# [TEXT]
The importance of treating farming as a business: Insights from a successful vegetable farmer

Amelia Rosales’s primary crop is cabbage grown near Mt. Banahaw. (James Tababa)


At 54 years old, Amelia Rosales has dedicated her life to farming. She began in 1986, at the age of 18, following her parents’ footsteps. With limited education, she viewed farming as both her livelihood and a form of business, successfully supporting her family of nine.

Cabbage seedlings are kept in the net house nursery for up to 30 days. (James Tababa)

Rosales and her husband cultivated various vegetables on three hectares of land in Mamala, Sariaya, Quezon, passed down from her parents. In 1972, they were taught how to grow cabbage, expanding their crops to include sweet potatoes, carrots, radishes, and more. They originally sold their produce to traders or middlemen but have since transitioned to a central market and institutional buyers through their association.

# [RECORDS]

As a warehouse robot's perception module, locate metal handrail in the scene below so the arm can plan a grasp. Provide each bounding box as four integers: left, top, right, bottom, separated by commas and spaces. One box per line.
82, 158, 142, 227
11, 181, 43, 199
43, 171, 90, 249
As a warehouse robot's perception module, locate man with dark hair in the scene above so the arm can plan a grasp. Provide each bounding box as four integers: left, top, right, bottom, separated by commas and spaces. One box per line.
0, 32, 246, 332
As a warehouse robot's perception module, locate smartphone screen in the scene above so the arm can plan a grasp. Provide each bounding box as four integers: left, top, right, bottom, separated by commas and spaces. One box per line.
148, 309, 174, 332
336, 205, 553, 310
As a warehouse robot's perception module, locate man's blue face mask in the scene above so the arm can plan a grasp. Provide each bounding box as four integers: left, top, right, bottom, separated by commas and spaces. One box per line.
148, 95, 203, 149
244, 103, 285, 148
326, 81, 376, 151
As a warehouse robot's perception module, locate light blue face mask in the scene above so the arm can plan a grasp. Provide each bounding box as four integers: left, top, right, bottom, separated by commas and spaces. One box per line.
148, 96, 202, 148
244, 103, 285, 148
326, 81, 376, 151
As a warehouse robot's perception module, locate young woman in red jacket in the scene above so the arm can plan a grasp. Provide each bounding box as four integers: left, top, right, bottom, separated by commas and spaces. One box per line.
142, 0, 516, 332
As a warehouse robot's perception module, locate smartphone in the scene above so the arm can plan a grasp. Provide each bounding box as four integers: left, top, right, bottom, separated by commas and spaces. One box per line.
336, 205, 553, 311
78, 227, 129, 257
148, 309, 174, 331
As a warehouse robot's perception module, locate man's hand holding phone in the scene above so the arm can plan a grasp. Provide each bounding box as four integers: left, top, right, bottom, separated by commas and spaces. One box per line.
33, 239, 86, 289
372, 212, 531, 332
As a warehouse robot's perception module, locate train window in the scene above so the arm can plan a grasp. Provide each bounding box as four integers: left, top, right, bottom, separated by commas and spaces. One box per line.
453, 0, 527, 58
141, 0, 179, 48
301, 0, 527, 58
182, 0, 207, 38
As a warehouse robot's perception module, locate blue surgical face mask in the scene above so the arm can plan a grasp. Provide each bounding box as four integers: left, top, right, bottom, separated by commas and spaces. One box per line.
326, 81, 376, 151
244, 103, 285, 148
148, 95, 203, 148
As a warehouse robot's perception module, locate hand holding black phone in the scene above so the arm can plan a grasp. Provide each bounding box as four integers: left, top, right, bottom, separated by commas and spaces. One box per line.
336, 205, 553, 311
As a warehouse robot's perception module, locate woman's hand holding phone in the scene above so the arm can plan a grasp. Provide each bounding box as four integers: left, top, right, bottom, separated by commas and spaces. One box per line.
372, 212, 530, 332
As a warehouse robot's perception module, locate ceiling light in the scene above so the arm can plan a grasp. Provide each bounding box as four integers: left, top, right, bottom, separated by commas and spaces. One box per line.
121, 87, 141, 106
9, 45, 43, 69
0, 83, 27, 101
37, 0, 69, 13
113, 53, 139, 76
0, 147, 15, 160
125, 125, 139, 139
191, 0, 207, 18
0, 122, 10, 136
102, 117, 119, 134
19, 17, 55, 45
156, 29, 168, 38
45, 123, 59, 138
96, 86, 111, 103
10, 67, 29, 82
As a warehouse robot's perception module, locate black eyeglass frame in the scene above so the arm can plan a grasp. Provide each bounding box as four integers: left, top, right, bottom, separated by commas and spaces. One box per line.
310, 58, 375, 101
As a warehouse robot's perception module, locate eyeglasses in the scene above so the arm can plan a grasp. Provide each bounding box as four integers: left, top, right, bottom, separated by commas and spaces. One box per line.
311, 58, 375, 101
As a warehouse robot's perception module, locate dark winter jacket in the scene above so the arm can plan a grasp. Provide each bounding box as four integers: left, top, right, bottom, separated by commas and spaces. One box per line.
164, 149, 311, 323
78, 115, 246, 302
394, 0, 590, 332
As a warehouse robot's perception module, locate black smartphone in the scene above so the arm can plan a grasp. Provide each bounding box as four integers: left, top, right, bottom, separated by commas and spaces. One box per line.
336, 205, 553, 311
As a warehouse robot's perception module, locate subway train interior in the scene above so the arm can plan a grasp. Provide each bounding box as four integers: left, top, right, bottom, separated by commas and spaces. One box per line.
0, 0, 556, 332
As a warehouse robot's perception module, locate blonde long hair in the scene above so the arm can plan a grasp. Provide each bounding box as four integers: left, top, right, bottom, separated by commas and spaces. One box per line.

# [WORK INSTRUCTIONS]
A. Summarize the article about Amelia Rosales's farming in two sentences.
B. Reproduce everything in the article about Amelia Rosales's farming from "The importance of" down to "days. (James Tababa)".

# [THE RESULTS]
A. Amelia Rosales, now 54, began farming in 1986 at age 18, following her parents, and has treated it as both her livelihood and a business that supported her family of nine. She and her husband grow cabbage and other vegetables on three hectares in Mamala, Sariaya, Quezon, inherited from her parents, and they have moved from selling to traders or middlemen to selling through their association to a central market and institutional buyers.

B.
The importance of treating farming as a business: Insights from a successful vegetable farmer

Amelia Rosales’s primary crop is cabbage grown near Mt. Banahaw. (James Tababa)


At 54 years old, Amelia Rosales has dedicated her life to farming. She began in 1986, at the age of 18, following her parents’ footsteps. With limited education, she viewed farming as both her livelihood and a form of business, successfully supporting her family of nine.

Cabbage seedlings are kept in the net house nursery for up to 30 days. (James Tababa)